[Point labeling examples]
---*---

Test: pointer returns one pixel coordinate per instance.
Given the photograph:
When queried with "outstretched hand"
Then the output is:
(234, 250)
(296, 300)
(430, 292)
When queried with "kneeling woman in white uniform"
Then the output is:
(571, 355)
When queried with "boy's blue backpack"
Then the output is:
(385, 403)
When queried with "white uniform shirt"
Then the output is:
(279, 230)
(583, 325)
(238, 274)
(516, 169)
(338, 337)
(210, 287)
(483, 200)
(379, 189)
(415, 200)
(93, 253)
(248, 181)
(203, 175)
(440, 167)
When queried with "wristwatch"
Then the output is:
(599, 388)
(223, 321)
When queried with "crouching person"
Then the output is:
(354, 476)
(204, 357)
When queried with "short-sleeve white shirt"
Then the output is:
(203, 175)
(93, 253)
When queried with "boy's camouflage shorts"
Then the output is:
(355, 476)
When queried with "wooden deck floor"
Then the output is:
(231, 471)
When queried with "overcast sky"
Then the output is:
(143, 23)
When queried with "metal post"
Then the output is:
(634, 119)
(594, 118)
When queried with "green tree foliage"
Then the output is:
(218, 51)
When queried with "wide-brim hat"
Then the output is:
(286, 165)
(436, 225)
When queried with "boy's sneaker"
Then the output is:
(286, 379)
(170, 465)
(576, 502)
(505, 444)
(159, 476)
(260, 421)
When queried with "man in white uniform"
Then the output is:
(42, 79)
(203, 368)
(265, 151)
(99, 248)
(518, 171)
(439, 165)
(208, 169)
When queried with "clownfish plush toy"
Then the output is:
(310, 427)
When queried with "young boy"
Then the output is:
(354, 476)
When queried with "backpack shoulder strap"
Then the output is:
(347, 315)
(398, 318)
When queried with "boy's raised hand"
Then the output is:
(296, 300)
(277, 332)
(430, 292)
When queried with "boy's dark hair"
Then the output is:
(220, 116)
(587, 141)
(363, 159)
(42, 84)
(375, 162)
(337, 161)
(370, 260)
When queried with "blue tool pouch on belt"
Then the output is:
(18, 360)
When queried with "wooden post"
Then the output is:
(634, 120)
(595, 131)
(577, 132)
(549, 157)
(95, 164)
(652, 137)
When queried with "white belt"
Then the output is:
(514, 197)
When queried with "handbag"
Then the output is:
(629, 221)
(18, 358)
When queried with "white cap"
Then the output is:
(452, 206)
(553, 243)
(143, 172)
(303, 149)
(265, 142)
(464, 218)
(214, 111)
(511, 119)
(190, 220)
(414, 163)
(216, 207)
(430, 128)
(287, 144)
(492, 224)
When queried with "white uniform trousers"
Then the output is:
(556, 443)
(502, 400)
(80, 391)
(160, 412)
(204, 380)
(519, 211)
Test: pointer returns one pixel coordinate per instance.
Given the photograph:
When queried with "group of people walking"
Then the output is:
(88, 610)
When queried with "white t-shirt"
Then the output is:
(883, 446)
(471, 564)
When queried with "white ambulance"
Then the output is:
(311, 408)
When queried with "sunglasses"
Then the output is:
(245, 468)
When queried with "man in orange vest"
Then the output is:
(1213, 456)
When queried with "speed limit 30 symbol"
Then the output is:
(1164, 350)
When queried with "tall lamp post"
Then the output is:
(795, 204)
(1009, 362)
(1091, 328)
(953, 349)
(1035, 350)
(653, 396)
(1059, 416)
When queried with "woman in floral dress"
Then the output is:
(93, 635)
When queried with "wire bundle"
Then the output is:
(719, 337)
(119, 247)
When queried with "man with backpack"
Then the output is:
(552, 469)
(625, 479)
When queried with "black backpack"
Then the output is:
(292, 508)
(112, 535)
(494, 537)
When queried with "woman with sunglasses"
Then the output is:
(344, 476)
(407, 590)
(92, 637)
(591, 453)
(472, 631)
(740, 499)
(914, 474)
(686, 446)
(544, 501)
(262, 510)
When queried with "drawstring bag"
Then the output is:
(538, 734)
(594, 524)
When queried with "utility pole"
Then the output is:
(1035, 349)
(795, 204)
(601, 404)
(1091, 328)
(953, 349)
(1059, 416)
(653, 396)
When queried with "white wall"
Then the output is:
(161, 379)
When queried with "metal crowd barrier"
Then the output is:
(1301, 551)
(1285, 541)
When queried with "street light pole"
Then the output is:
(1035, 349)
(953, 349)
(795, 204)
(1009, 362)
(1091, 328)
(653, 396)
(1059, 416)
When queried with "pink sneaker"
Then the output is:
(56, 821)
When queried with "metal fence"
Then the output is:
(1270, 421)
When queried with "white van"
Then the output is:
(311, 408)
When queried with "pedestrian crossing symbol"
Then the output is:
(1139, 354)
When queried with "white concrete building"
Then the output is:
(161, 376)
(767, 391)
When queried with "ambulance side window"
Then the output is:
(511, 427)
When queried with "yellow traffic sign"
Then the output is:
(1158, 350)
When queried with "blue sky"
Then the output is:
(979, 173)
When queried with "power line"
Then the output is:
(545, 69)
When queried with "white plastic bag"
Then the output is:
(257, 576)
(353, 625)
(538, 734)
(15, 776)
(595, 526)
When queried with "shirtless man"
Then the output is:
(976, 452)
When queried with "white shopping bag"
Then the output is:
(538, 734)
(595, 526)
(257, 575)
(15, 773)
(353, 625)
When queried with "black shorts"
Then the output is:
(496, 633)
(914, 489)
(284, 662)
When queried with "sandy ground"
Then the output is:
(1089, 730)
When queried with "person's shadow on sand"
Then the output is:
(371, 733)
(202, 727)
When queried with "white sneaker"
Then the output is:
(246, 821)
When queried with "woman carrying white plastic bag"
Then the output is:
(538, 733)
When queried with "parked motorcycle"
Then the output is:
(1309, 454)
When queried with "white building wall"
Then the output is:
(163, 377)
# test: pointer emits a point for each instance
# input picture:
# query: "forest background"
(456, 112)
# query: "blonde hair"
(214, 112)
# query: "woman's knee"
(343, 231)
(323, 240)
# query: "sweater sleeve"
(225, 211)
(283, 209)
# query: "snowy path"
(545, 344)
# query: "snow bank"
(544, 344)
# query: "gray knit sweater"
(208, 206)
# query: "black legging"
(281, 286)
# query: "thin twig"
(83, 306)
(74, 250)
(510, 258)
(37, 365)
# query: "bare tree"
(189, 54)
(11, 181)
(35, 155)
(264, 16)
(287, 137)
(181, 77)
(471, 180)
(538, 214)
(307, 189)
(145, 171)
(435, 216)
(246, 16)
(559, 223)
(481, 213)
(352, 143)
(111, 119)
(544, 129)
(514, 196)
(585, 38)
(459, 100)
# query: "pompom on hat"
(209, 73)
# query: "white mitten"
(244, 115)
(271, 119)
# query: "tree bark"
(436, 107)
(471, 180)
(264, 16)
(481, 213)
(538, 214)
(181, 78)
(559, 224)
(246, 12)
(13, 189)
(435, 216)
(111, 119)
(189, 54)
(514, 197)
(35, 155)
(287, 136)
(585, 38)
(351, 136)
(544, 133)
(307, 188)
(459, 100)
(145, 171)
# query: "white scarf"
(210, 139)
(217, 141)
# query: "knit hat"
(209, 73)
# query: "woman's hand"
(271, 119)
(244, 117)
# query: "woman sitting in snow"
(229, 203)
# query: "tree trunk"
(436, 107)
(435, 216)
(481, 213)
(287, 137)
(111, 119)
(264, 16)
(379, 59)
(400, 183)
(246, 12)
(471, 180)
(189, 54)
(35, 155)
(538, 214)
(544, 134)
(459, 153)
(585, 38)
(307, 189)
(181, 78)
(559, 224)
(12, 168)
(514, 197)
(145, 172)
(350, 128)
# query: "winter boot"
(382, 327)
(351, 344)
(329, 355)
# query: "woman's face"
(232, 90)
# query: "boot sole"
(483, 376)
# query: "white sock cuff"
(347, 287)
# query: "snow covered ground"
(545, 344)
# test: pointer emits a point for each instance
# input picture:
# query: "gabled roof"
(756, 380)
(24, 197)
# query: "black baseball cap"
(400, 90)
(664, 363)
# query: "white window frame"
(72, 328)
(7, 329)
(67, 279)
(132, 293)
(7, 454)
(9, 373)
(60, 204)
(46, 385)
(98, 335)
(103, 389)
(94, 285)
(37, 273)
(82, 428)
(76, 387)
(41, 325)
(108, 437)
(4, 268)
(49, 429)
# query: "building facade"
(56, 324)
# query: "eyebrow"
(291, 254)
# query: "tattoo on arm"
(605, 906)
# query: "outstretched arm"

---*---

### Stated exercise
Count the lines in the material above that contain the string "pole", matching case exactly, and reply with only the number.

### Expected answer
2